> Arbeitsauftrag: Formatieren Sie die folgenden Daten vollständig als Markdown-Tabelle mit den Spalten „Nr.“ und „Zeile“. Leerzeilen entfallen, und jede übrige Zeile erhält eine fortlaufende Nummer.
___
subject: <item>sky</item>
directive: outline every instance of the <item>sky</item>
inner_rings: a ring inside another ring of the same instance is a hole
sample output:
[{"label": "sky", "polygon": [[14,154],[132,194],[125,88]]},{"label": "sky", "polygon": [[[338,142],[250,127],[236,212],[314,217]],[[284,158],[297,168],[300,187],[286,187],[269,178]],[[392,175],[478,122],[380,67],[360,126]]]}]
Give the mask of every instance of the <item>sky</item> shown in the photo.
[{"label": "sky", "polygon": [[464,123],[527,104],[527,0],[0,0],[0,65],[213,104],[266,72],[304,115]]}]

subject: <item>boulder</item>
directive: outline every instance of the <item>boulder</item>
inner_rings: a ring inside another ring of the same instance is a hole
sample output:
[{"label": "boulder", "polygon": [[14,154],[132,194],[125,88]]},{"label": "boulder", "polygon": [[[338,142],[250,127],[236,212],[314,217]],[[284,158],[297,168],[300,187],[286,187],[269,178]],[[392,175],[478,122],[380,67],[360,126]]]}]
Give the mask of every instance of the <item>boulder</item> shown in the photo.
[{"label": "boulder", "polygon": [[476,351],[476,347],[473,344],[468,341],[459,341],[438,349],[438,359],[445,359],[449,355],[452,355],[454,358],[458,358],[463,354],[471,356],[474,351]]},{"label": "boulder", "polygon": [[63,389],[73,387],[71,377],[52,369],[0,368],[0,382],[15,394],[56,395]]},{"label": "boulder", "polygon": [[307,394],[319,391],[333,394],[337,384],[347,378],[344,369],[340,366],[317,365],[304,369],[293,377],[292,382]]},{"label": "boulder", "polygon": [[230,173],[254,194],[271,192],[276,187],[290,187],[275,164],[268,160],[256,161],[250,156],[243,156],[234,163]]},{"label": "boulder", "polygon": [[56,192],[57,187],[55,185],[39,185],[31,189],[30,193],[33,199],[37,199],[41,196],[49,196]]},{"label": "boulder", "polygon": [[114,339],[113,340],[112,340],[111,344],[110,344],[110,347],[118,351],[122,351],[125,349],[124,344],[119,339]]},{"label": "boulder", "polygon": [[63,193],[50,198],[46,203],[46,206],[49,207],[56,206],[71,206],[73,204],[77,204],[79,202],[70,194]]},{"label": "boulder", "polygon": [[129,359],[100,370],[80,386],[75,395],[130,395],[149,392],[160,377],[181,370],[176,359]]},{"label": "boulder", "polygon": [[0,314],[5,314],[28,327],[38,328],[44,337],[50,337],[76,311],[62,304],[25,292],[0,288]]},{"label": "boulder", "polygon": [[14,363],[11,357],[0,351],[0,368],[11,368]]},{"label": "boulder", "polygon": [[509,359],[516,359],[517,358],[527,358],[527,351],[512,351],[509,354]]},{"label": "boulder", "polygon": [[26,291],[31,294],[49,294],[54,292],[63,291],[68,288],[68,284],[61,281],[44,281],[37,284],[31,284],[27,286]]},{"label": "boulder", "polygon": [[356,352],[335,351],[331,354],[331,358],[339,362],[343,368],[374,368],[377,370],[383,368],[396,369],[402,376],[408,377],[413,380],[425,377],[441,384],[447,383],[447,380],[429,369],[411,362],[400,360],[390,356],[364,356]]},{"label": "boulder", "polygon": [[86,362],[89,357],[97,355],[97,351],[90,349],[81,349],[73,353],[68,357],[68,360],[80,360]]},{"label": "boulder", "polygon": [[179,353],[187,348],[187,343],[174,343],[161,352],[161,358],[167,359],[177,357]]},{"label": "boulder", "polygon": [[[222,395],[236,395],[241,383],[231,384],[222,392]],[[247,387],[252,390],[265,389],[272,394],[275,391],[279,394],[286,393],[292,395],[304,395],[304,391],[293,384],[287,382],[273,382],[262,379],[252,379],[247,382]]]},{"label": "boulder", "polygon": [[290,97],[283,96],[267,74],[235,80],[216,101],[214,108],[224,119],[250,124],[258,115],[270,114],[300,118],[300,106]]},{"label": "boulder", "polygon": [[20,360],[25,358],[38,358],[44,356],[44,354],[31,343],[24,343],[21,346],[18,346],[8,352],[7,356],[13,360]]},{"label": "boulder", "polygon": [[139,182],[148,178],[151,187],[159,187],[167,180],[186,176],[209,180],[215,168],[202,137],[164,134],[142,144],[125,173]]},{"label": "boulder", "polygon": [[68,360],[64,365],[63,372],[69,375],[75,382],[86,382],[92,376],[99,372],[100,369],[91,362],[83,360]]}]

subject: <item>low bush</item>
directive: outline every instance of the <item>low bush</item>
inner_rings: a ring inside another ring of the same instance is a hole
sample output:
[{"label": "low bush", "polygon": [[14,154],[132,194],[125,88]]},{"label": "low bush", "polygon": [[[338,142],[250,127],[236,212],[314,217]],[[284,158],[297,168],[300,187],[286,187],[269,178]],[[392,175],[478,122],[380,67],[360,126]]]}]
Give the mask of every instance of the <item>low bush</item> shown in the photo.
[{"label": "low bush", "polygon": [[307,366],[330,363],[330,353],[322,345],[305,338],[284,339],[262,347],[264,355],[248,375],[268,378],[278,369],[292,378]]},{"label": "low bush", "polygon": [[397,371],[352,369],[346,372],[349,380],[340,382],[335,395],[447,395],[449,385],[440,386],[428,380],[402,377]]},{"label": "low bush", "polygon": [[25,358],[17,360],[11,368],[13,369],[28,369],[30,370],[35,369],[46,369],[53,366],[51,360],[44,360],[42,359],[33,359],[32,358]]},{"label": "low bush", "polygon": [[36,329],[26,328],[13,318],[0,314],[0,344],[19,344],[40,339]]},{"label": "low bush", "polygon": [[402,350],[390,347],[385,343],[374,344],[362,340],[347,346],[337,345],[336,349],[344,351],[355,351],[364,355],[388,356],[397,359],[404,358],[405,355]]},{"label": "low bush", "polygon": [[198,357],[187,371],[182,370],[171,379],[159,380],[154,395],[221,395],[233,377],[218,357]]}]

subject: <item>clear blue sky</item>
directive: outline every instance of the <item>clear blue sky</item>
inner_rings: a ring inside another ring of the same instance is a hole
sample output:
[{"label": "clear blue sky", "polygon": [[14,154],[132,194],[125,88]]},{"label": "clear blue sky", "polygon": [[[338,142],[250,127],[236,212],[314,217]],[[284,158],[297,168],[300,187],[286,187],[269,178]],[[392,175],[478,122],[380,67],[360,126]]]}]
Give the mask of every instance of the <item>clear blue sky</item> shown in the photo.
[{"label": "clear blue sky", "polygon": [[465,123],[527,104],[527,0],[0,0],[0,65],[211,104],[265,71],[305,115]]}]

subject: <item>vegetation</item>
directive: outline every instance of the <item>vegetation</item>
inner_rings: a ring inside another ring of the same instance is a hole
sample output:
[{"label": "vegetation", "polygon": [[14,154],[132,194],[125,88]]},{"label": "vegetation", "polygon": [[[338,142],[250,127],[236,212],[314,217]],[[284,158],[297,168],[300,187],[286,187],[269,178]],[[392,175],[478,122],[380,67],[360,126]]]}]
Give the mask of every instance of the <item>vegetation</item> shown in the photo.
___
> Lösung der Aufgabe:
| Nr. | Zeile |
|---|---|
| 1 | subject: <item>sky</item> |
| 2 | directive: outline every instance of the <item>sky</item> |
| 3 | inner_rings: a ring inside another ring of the same instance is a hole |
| 4 | sample output: |
| 5 | [{"label": "sky", "polygon": [[14,154],[132,194],[125,88]]},{"label": "sky", "polygon": [[[338,142],[250,127],[236,212],[314,217]],[[284,158],[297,168],[300,187],[286,187],[269,178]],[[392,175],[478,122],[380,67],[360,126]]]}] |
| 6 | Give the mask of every instance of the <item>sky</item> shown in the photo. |
| 7 | [{"label": "sky", "polygon": [[464,123],[527,104],[527,0],[0,0],[0,65],[213,104],[266,72],[304,115]]}] |
| 8 | subject: <item>boulder</item> |
| 9 | directive: outline every instance of the <item>boulder</item> |
| 10 | inner_rings: a ring inside another ring of the same instance is a hole |
| 11 | sample output: |
| 12 | [{"label": "boulder", "polygon": [[14,154],[132,194],[125,88]]},{"label": "boulder", "polygon": [[[338,142],[250,127],[236,212],[314,217]],[[284,158],[297,168],[300,187],[286,187],[269,178]],[[392,175],[478,122],[380,67],[360,126]]]}] |
| 13 | Give the mask of every instance of the <item>boulder</item> shown in the photo. |
| 14 | [{"label": "boulder", "polygon": [[476,351],[476,347],[473,344],[468,341],[459,341],[438,349],[438,359],[445,359],[449,355],[452,355],[454,358],[458,358],[463,354],[471,356],[474,351]]},{"label": "boulder", "polygon": [[63,389],[73,387],[71,377],[52,369],[0,368],[0,382],[15,394],[56,395]]},{"label": "boulder", "polygon": [[307,394],[319,391],[333,394],[337,384],[347,378],[344,369],[340,366],[317,365],[304,369],[293,377],[292,382]]},{"label": "boulder", "polygon": [[230,173],[254,194],[271,192],[276,187],[290,187],[275,164],[268,160],[256,161],[250,156],[243,156],[234,163]]},{"label": "boulder", "polygon": [[56,192],[57,187],[55,185],[39,185],[31,189],[30,193],[33,199],[37,199],[41,196],[49,196]]},{"label": "boulder", "polygon": [[114,339],[113,340],[112,340],[111,344],[110,344],[110,347],[118,351],[122,351],[125,349],[124,344],[119,339]]},{"label": "boulder", "polygon": [[63,193],[50,198],[46,203],[46,206],[49,207],[56,206],[71,206],[73,204],[77,204],[79,202],[70,194]]},{"label": "boulder", "polygon": [[129,359],[100,370],[80,386],[75,395],[130,395],[149,392],[160,377],[181,370],[176,359]]},{"label": "boulder", "polygon": [[0,314],[5,314],[28,327],[38,328],[44,337],[50,337],[76,311],[62,304],[25,292],[0,288]]},{"label": "boulder", "polygon": [[14,363],[11,357],[0,351],[0,368],[11,368]]},{"label": "boulder", "polygon": [[509,359],[516,359],[517,358],[527,358],[527,351],[512,351],[509,354]]},{"label": "boulder", "polygon": [[26,291],[31,294],[49,294],[54,292],[63,291],[68,288],[68,284],[61,281],[44,281],[37,284],[31,284],[27,286]]},{"label": "boulder", "polygon": [[356,352],[335,351],[331,354],[331,358],[339,362],[343,368],[374,368],[377,370],[383,368],[396,369],[402,376],[408,377],[413,380],[425,377],[441,384],[447,383],[447,380],[429,369],[411,362],[400,360],[390,356],[364,356]]},{"label": "boulder", "polygon": [[86,362],[89,357],[97,355],[97,351],[90,349],[81,349],[73,353],[68,357],[68,360],[80,360]]},{"label": "boulder", "polygon": [[179,353],[187,348],[187,343],[174,343],[161,352],[161,358],[167,359],[177,357]]},{"label": "boulder", "polygon": [[[222,395],[236,395],[241,383],[231,384],[222,392]],[[247,387],[252,390],[265,389],[272,394],[275,391],[279,394],[286,393],[292,395],[304,395],[304,391],[293,384],[287,382],[273,382],[262,379],[252,379],[247,382]]]},{"label": "boulder", "polygon": [[290,97],[283,96],[267,74],[235,80],[216,101],[214,108],[224,119],[250,124],[258,115],[270,114],[300,118],[300,106]]},{"label": "boulder", "polygon": [[20,360],[25,358],[38,358],[44,356],[44,354],[31,343],[24,343],[21,346],[18,346],[8,352],[7,356],[13,360]]},{"label": "boulder", "polygon": [[139,182],[148,178],[151,187],[159,187],[167,180],[186,176],[209,180],[215,168],[202,137],[164,134],[142,144],[125,173]]},{"label": "boulder", "polygon": [[68,360],[64,365],[63,372],[69,375],[75,382],[86,382],[92,376],[99,372],[100,369],[91,362],[83,360]]}] |
| 15 | subject: <item>low bush</item> |
| 16 | directive: outline every instance of the <item>low bush</item> |
| 17 | inner_rings: a ring inside another ring of the same instance is a hole |
| 18 | sample output: |
| 19 | [{"label": "low bush", "polygon": [[14,154],[132,194],[125,88]]},{"label": "low bush", "polygon": [[[338,142],[250,127],[236,212],[314,217]],[[284,158],[297,168],[300,187],[286,187],[269,178]],[[392,175],[478,122],[380,67],[360,126]]]}] |
| 20 | Give the mask of every instance of the <item>low bush</item> shown in the photo. |
| 21 | [{"label": "low bush", "polygon": [[307,366],[330,363],[330,353],[322,345],[305,338],[284,339],[262,347],[264,355],[248,375],[268,378],[278,369],[292,378]]},{"label": "low bush", "polygon": [[397,371],[352,369],[346,372],[349,380],[340,382],[335,395],[447,395],[449,385],[440,386],[428,380],[402,377]]},{"label": "low bush", "polygon": [[25,358],[17,360],[11,368],[13,369],[28,369],[30,370],[35,369],[46,369],[53,366],[51,360],[44,360],[42,359],[33,359],[32,358]]},{"label": "low bush", "polygon": [[36,329],[26,328],[13,318],[0,314],[0,344],[19,344],[40,339]]},{"label": "low bush", "polygon": [[402,350],[390,347],[385,343],[374,344],[362,340],[347,346],[337,345],[336,349],[344,351],[355,351],[364,355],[388,356],[397,359],[404,358],[405,355]]},{"label": "low bush", "polygon": [[198,357],[187,371],[182,370],[171,379],[159,380],[154,395],[221,395],[233,377],[218,357]]}] |
| 22 | subject: <item>clear blue sky</item> |
| 23 | directive: outline every instance of the <item>clear blue sky</item> |
| 24 | inner_rings: a ring inside another ring of the same instance is a hole |
| 25 | sample output: |
| 26 | [{"label": "clear blue sky", "polygon": [[14,154],[132,194],[125,88]]},{"label": "clear blue sky", "polygon": [[[338,142],[250,127],[236,212],[314,217]],[[284,158],[297,168],[300,187],[286,187],[269,178]],[[392,175],[478,122],[380,67],[360,126]]]}] |
| 27 | Give the mask of every instance of the <item>clear blue sky</item> shown in the photo. |
| 28 | [{"label": "clear blue sky", "polygon": [[465,123],[527,104],[527,0],[0,0],[0,65],[211,104],[265,71],[305,115]]}] |
| 29 | subject: <item>vegetation</item> |
| 30 | directive: outline every instance of the <item>vegetation</item> |
| 31 | inner_rings: a ring inside another ring of the same instance is a hole |
| 32 | sample output: |
| 33 | [{"label": "vegetation", "polygon": [[14,154],[132,194],[125,88]]},{"label": "vegetation", "polygon": [[[338,142],[250,127],[236,212],[314,217]],[[284,158],[297,168],[300,187],[286,187],[269,178]],[[392,175],[478,122],[380,67],[360,126]]]}] |
| 34 | Give the mask of every instance of the <item>vegetation</item> shown in the photo. |